— BEGIN DATA PROVIDED —
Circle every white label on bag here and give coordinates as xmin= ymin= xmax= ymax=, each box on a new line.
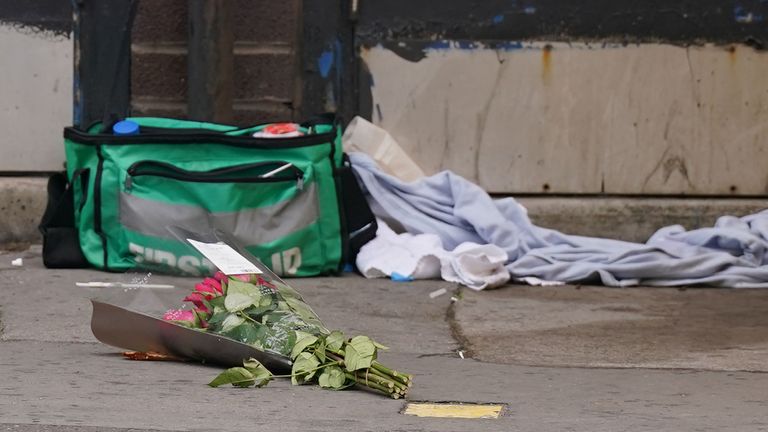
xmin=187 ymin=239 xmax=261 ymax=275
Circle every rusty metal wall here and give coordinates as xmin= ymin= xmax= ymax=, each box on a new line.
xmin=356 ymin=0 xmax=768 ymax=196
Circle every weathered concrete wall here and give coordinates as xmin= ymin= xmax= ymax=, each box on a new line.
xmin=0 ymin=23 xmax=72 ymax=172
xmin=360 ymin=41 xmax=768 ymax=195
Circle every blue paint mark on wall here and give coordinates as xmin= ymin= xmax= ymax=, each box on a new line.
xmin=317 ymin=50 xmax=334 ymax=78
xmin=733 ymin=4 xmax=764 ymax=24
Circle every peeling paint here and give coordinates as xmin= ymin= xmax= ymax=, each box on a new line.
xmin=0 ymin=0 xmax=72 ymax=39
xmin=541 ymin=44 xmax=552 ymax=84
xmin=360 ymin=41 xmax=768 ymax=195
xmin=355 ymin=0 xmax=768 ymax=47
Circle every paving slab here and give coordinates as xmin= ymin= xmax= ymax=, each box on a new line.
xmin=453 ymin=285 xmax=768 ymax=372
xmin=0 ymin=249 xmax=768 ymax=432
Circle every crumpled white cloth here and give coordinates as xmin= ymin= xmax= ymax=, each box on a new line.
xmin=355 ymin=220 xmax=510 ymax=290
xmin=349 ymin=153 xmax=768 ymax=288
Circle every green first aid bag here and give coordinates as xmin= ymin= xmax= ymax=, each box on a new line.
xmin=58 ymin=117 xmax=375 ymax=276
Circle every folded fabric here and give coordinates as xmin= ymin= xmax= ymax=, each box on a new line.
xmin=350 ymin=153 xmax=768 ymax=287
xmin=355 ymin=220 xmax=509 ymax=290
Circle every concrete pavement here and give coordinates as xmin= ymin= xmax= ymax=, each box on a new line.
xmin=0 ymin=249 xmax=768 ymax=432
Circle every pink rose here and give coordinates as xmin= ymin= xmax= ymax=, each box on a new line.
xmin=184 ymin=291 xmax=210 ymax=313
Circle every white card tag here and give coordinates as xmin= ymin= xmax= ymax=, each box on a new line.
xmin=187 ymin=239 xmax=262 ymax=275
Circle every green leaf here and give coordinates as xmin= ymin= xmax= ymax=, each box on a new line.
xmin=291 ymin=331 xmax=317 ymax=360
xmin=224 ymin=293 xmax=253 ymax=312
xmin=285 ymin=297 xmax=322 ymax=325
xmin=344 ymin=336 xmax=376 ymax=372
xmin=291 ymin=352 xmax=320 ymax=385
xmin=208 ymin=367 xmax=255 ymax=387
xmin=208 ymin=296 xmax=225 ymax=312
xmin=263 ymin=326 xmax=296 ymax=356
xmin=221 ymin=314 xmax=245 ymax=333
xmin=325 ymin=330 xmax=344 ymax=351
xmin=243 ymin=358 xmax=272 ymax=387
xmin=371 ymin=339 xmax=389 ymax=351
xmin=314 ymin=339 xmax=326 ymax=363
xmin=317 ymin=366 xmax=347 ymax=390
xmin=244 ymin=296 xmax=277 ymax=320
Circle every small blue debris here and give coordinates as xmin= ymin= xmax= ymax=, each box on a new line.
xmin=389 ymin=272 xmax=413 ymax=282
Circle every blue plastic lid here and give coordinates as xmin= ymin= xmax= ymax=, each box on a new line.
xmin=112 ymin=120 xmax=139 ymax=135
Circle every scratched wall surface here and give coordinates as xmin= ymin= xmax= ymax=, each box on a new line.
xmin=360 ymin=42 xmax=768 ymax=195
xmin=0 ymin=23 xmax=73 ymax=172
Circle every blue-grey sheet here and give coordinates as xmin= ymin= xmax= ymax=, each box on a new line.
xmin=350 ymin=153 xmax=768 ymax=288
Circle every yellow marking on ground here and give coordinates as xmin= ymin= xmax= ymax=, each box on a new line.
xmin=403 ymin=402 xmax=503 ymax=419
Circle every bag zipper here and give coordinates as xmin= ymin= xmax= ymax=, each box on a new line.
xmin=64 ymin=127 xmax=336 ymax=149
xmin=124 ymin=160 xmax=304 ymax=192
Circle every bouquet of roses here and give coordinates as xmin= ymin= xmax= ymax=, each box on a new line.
— END DATA PROVIDED —
**PROMPT**
Copy every line of the entries above word for word, leaving out the picture.

**OUTPUT OF THE TASK**
Circle every white label on bag here and give coordinates as xmin= ymin= xmax= ymax=, each box on a new line.
xmin=187 ymin=239 xmax=261 ymax=275
Circle every rusty metal wall here and give coordinates as xmin= ymin= xmax= ymax=, each box on a new line.
xmin=356 ymin=0 xmax=768 ymax=196
Circle every weathered concrete wall here and give coordinates as xmin= ymin= xmax= ymax=, each box on a new line.
xmin=0 ymin=23 xmax=72 ymax=172
xmin=360 ymin=41 xmax=768 ymax=195
Circle every blue paint mark on wall here and give coordinates as xmin= ymin= xmax= ymax=, each box on a new line.
xmin=317 ymin=50 xmax=334 ymax=78
xmin=733 ymin=4 xmax=764 ymax=24
Circle every peeling paint here and give coordinates as xmin= ymin= xmax= ymax=, each box on a new line.
xmin=0 ymin=0 xmax=72 ymax=39
xmin=541 ymin=44 xmax=552 ymax=84
xmin=360 ymin=41 xmax=768 ymax=195
xmin=355 ymin=0 xmax=768 ymax=47
Circle every paving slab here and give coordinates as xmin= ymin= xmax= ymax=, each box on a new line.
xmin=453 ymin=285 xmax=768 ymax=372
xmin=0 ymin=249 xmax=768 ymax=432
Circle every crumpled white cloth here and give coordinates as xmin= ymin= xmax= ymax=, each box on a new line.
xmin=355 ymin=220 xmax=510 ymax=290
xmin=349 ymin=153 xmax=768 ymax=288
Circle every green first aid bag here and give coordinates as xmin= ymin= xmax= ymax=, each box on a new line.
xmin=58 ymin=117 xmax=375 ymax=276
Circle every folded fabric here and give coordinates as xmin= ymin= xmax= ymax=, each box on a new line.
xmin=350 ymin=153 xmax=768 ymax=287
xmin=355 ymin=220 xmax=509 ymax=290
Circle every concrete pavement here and give coordinates as xmin= ymin= xmax= ymax=, each box on a new line.
xmin=0 ymin=249 xmax=768 ymax=432
Circle every pink rose here and give coordinates as xmin= ymin= xmax= ymax=, each box on a new line.
xmin=184 ymin=291 xmax=210 ymax=313
Circle every white card tag here and give coordinates as xmin= ymin= xmax= ymax=, each box on a new line.
xmin=187 ymin=239 xmax=262 ymax=275
Circle every green leaf here and give coordinates as xmin= ymin= xmax= ymax=, each box on a new line.
xmin=291 ymin=331 xmax=317 ymax=360
xmin=224 ymin=293 xmax=253 ymax=312
xmin=285 ymin=297 xmax=322 ymax=325
xmin=344 ymin=336 xmax=376 ymax=372
xmin=291 ymin=352 xmax=320 ymax=385
xmin=208 ymin=367 xmax=255 ymax=387
xmin=208 ymin=296 xmax=225 ymax=312
xmin=263 ymin=326 xmax=296 ymax=356
xmin=221 ymin=314 xmax=245 ymax=333
xmin=325 ymin=330 xmax=344 ymax=351
xmin=243 ymin=358 xmax=272 ymax=387
xmin=371 ymin=339 xmax=389 ymax=351
xmin=314 ymin=339 xmax=326 ymax=363
xmin=317 ymin=366 xmax=347 ymax=390
xmin=244 ymin=296 xmax=277 ymax=320
Circle every small blue debris here and give coordinates as xmin= ymin= xmax= ymax=, each box on a new line.
xmin=389 ymin=272 xmax=413 ymax=282
Circle every blue plastic lid here and give coordinates as xmin= ymin= xmax= ymax=, each box on a new line.
xmin=112 ymin=120 xmax=139 ymax=135
Circle every scratched wall surface here and give coordinates as xmin= ymin= xmax= ymax=, each box on a new line.
xmin=360 ymin=42 xmax=768 ymax=195
xmin=0 ymin=23 xmax=73 ymax=172
Circle every blue-grey sheet here and give coordinates as xmin= ymin= xmax= ymax=, each box on a new line.
xmin=350 ymin=153 xmax=768 ymax=288
Circle every yellow marking on ground here and give coordinates as xmin= ymin= xmax= ymax=, each box on a new line.
xmin=403 ymin=402 xmax=503 ymax=419
Circle every bag zipper here and give coordinates as xmin= ymin= xmax= ymax=, each box on a new line.
xmin=64 ymin=127 xmax=336 ymax=149
xmin=124 ymin=160 xmax=304 ymax=192
Circle every bouquet of roses here and give coordinates as xmin= ymin= xmax= ymax=, each box on a new line.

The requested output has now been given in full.